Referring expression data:
########
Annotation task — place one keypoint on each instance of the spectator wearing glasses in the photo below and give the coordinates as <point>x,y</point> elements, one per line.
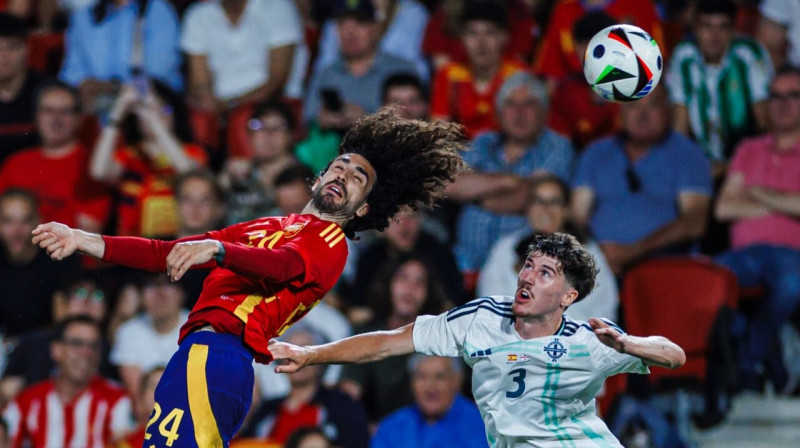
<point>76,407</point>
<point>645,191</point>
<point>761,199</point>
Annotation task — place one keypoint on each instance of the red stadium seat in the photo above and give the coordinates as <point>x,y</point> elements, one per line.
<point>678,298</point>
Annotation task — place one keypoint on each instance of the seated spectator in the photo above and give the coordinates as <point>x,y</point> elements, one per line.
########
• EXERCISE BRIEF:
When you copy the records above, keep every word exact and leave out the pictures they contain.

• WRITTEN RESPONSE:
Annotation task — place one keypoint on each instance of the spectator wearing glasses in the photo below and give the coordinates as <point>x,y</point> elements, one per line.
<point>76,407</point>
<point>645,191</point>
<point>761,199</point>
Annotation task — place one keypoint on each instance of the red stadium seat in the photo above and give the coordinates as <point>x,y</point> elements, one per line.
<point>678,298</point>
Annotation task — place one keypoint on each instance of the seated spectator in the photo above and give the coordinates as <point>x,y</point> elements, one per line.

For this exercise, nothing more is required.